◆ **PROBLEM TO SOLVE**
Pull out, word for word, the passage of the Homefront review from "Disclosure and honesty" to "you exactly why.".

◆ **PROVIDED TEXT**
Start
Disclosure and honesty are important traits in every walk of life, even more so in journalism and critique. So it is with absolutely no trepidation that I admit that I did not complete Homefront: The Revolution because it gave me absolutely no reason to do so. Not story, not visual style or mechanics. Put simply, Homefront sucks. Keep reading and I’ll tell you exactly why.
• Developer: Dam Buster Studios
• Publisher: Deep Silver
• Reviewed on: PlayStation 4
• Also Available On: Xbox One, PC
• Release Date: Available Now
Homefront’s first failing is its plot. Set in a fictional near future where the united states has been invaded and oppressed by the people’s republic of North Korea, the game places you in the shoes of Ethen Brady (winner of this year’s Most Generic Name award) a recent recruit to the guerrilla resistance building in the city of Philadelphia. It’s the task of Ethan and his compatriots to fend off the Korean invasion and restore Freedom to US of A. Now this could be a generic outline elevated by decent characterisation or compelling twists, but sadly neither of those things are present.
End
◆ **DATA SHOWN**
Start
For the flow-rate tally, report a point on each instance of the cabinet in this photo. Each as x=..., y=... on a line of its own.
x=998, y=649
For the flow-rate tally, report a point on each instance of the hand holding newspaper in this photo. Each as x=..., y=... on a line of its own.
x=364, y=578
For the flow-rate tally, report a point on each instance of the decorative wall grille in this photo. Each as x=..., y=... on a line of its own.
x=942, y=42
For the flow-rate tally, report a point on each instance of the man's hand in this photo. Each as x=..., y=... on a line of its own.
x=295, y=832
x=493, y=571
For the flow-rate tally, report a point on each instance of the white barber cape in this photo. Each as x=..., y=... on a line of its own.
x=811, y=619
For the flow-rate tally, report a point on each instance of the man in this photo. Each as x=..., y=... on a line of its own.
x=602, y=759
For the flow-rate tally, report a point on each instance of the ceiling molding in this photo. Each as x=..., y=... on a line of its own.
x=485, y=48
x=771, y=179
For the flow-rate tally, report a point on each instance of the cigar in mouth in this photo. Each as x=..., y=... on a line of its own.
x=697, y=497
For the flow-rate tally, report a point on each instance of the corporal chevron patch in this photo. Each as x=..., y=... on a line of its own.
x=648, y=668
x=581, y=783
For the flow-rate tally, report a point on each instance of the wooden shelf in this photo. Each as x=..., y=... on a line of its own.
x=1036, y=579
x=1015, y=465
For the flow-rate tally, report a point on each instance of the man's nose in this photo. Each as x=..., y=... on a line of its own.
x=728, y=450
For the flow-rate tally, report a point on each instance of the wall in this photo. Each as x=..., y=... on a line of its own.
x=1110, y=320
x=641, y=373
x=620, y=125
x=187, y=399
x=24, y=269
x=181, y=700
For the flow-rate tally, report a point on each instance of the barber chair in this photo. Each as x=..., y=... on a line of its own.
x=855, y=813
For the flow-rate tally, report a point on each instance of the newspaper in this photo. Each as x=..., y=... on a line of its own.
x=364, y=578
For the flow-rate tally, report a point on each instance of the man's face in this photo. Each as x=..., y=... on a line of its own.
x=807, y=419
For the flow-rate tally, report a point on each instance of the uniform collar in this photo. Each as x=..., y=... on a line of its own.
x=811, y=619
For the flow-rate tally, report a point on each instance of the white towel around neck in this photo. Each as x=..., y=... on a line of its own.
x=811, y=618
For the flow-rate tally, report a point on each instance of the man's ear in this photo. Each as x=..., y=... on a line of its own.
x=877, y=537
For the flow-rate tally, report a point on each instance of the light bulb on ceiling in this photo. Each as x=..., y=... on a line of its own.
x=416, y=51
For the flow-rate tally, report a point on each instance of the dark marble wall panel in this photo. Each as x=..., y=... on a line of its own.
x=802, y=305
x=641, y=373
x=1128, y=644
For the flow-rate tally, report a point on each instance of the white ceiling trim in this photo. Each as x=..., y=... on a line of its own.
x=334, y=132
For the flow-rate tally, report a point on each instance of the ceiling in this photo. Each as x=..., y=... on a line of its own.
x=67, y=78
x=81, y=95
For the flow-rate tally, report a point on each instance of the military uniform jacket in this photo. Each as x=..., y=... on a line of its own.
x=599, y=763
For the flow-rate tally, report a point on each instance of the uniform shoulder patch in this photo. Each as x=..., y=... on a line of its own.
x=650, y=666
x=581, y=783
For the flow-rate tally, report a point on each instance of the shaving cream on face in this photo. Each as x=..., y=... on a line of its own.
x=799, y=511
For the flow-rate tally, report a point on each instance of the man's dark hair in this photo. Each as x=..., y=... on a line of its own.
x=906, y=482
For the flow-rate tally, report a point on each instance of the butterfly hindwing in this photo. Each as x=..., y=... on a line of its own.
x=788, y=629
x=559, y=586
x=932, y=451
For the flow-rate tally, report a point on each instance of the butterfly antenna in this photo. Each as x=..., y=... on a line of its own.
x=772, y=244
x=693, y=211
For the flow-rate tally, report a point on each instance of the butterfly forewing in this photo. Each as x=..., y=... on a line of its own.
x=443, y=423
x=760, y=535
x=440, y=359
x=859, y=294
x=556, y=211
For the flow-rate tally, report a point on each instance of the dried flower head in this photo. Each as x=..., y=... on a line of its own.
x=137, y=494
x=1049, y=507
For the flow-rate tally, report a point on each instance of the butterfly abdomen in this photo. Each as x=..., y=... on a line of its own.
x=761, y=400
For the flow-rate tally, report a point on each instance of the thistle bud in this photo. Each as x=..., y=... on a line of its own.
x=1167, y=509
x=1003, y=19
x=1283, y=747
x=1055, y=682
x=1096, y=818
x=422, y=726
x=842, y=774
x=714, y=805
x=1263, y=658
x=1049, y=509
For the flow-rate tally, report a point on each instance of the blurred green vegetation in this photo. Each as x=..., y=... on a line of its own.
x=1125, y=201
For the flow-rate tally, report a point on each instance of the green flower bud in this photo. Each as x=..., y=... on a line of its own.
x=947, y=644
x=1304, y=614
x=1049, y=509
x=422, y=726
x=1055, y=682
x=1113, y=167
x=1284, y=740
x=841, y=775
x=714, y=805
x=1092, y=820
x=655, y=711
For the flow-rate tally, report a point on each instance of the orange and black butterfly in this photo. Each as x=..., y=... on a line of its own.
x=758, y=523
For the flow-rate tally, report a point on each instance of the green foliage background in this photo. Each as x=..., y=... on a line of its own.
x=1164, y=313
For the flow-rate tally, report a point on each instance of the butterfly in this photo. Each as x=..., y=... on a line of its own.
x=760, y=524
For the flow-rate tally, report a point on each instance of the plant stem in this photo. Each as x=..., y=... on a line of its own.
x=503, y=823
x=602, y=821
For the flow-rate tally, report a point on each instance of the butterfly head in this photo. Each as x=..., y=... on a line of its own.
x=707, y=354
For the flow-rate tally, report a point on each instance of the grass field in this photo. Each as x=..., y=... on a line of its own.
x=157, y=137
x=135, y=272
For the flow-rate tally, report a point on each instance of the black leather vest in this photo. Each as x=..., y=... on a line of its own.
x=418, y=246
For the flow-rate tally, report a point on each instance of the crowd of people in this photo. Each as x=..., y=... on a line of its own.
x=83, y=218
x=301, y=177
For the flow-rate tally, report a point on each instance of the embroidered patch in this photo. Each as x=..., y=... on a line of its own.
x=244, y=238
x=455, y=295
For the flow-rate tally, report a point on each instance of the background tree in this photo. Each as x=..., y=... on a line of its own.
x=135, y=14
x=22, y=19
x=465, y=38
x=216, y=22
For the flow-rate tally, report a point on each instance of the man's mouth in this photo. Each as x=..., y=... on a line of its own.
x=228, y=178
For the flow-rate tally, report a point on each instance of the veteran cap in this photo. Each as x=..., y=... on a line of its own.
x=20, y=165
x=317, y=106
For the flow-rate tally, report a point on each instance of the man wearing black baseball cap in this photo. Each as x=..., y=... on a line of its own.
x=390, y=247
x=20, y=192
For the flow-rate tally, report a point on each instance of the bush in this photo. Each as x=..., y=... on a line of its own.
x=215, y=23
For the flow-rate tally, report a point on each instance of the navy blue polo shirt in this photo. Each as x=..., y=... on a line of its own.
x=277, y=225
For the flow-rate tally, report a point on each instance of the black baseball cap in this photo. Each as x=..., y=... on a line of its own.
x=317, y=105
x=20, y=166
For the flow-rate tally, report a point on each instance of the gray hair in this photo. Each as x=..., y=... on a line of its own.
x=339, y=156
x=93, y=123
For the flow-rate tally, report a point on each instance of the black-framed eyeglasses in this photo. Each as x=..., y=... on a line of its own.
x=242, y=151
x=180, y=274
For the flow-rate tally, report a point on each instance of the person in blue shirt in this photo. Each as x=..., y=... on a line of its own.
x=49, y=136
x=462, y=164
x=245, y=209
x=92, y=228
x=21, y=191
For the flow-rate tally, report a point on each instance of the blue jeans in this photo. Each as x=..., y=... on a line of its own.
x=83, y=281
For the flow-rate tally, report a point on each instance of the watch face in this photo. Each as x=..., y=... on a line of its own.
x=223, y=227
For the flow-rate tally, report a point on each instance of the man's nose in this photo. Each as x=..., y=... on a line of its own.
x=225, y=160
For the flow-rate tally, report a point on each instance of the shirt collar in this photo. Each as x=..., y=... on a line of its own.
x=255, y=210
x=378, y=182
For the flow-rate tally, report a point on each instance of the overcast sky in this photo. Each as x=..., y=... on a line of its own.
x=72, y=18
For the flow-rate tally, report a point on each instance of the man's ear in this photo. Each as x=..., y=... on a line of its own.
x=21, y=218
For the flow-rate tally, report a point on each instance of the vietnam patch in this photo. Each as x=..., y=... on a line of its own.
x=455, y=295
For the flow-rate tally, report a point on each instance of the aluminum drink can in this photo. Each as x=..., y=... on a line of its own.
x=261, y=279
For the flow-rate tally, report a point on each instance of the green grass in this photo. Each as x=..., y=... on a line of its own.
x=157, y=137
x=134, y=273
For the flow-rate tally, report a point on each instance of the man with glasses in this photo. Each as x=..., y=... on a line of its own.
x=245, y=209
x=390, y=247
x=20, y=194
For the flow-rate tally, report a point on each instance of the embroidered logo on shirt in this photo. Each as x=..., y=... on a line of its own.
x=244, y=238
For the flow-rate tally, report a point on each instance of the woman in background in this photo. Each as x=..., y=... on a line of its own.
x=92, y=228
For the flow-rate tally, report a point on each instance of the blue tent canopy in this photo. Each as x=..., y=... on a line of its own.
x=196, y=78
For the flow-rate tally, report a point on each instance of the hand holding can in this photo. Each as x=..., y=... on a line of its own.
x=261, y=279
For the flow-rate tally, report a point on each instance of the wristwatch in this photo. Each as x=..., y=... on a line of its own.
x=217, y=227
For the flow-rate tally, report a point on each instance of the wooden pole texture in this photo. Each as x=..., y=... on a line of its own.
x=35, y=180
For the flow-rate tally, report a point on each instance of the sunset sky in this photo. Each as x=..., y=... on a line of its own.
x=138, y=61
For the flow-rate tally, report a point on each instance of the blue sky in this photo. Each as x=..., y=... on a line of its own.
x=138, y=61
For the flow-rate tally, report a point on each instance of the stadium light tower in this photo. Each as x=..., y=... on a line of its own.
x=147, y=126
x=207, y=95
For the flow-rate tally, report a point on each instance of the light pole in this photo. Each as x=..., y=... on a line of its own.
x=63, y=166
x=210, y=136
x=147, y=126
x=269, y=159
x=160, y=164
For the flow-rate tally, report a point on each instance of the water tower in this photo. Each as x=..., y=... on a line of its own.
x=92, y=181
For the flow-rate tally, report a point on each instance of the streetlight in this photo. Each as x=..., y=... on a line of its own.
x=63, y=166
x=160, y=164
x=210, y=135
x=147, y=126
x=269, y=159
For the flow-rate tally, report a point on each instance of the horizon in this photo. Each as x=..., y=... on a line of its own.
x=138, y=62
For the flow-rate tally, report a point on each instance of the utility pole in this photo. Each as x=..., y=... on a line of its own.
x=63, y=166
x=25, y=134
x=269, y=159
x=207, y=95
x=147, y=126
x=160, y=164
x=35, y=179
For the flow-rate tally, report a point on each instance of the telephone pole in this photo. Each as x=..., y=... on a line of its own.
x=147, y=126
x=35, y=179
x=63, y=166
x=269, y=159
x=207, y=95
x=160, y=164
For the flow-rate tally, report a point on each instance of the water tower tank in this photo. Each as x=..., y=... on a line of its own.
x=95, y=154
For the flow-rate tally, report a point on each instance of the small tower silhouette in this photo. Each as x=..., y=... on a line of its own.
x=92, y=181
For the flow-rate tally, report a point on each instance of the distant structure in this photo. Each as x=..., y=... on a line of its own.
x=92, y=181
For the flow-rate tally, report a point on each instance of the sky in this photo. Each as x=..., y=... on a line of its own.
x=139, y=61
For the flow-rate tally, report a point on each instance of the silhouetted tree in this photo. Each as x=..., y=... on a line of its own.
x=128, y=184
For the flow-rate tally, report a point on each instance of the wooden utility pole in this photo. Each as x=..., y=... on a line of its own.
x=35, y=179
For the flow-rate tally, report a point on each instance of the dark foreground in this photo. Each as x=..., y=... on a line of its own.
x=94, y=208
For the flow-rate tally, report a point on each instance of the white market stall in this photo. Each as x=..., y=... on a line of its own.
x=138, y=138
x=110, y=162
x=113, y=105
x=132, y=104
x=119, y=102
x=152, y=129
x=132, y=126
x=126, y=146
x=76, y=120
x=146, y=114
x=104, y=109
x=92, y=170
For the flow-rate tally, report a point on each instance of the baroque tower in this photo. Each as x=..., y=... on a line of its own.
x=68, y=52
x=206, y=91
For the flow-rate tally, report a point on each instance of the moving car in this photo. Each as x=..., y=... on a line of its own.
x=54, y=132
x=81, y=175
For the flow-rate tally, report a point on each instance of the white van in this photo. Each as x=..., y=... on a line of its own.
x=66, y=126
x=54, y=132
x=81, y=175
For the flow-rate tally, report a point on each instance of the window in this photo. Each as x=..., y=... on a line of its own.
End
◆ **FULL SOLUTION**
Disclosure and honesty are important traits in every walk of life, even more so in journalism and critique. So it is with absolutely no trepidation that I admit that I did not complete Homefront: The Revolution because it gave me absolutely no reason to do so. Not story, not visual style or mechanics. Put simply, Homefront sucks. Keep reading and I’ll tell you exactly why.